─── Text ───
Lady Demon is a fictional character that appears in comic books published by Chaos! Comics. Her first appearance was in Lady Death: Between Heaven and Hell #3. Lady Demon is Lady Death's much darker and evolved form.

Fictional character biography
When Lady Death, tired of endlessly fighting, embraced the darkness within, a demonic persona evolved and Lady Demon was born. This demonic incarnation cast Purgatori out to Earth and became Lucifer's consort. This did not last however, as Marion's spirit contacted Lady Demon and Lady Death came back to her senses. Absorbing her mother's angelic powers, Lady Demon returned to battle Lucifer, ultimately casting him through the gates of Heaven.
───
_Set task 1_.
Condense the paragraph of the Lady Demon text that begins "When Lady Death, tired of endlessly fighting" into a short bulleted list that keeps its main facts.
_Set task 2_.
In the Lady Demon text, write out the passage between "Lady Demon is a" and "and evolved form.", inclusive, substituting "more sinister" for "darker".
─── Record extracts ───
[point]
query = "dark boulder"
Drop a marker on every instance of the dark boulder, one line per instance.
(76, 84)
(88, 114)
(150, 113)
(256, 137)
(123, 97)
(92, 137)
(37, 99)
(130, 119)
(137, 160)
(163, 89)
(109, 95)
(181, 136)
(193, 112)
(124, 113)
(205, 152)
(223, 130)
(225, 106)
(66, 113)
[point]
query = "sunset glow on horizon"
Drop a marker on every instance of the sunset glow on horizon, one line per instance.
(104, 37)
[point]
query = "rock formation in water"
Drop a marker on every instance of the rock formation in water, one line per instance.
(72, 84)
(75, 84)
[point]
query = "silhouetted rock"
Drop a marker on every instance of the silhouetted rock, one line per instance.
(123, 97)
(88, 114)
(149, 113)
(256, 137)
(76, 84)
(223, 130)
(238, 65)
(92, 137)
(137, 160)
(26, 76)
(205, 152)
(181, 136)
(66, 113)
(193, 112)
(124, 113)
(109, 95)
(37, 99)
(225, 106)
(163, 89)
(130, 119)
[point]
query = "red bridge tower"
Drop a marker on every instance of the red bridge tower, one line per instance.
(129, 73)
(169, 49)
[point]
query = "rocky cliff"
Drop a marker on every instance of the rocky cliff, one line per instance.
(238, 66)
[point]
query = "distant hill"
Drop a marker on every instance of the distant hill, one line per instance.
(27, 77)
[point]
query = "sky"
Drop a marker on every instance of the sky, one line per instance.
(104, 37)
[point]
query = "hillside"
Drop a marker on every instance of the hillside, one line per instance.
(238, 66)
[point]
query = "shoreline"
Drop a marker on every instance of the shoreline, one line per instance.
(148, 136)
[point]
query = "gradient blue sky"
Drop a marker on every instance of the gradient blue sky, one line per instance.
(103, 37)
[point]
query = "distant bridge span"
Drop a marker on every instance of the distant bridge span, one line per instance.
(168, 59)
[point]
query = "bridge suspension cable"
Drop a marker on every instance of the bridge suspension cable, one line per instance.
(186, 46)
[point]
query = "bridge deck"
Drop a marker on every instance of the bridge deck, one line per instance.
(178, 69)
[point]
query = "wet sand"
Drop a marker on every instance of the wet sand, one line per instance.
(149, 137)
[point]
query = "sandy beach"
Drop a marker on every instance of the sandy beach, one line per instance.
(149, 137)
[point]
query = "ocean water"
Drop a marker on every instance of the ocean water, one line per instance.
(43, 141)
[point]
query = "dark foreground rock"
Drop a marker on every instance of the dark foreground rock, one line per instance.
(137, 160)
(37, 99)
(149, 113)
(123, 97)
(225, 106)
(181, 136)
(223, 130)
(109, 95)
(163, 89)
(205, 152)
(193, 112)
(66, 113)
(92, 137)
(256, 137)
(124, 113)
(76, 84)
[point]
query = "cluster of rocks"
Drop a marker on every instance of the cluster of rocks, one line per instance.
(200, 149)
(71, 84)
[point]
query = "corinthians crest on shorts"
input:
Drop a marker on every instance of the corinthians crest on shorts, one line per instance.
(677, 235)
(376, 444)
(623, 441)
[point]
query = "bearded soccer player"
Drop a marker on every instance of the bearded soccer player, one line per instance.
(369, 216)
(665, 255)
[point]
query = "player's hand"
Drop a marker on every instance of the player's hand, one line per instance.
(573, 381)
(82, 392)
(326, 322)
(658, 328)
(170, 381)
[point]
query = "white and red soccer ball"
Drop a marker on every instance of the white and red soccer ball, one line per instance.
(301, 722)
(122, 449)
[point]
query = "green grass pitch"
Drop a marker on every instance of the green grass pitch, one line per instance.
───
_Finished answer 1_.
- Weary of endless fighting, Lady Death embraced her inner darkness, and Lady Demon was born as a demonic persona.
- Lady Demon cast Purgatori out to Earth and became Lucifer's consort.
- This ended when Marion's spirit contacted Lady Demon, and Lady Death came back to her senses.
- After absorbing her mother's angelic powers, Lady Demon fought Lucifer again and finally cast him through the gates of Heaven.

_Finished answer 2_.
Lady Demon is a fictional character that appears in comic books published by Chaos! Comics. Her first appearance was in Lady Death: Between Heaven and Hell #3. Lady Demon is Lady Death's much more sinister and evolved form.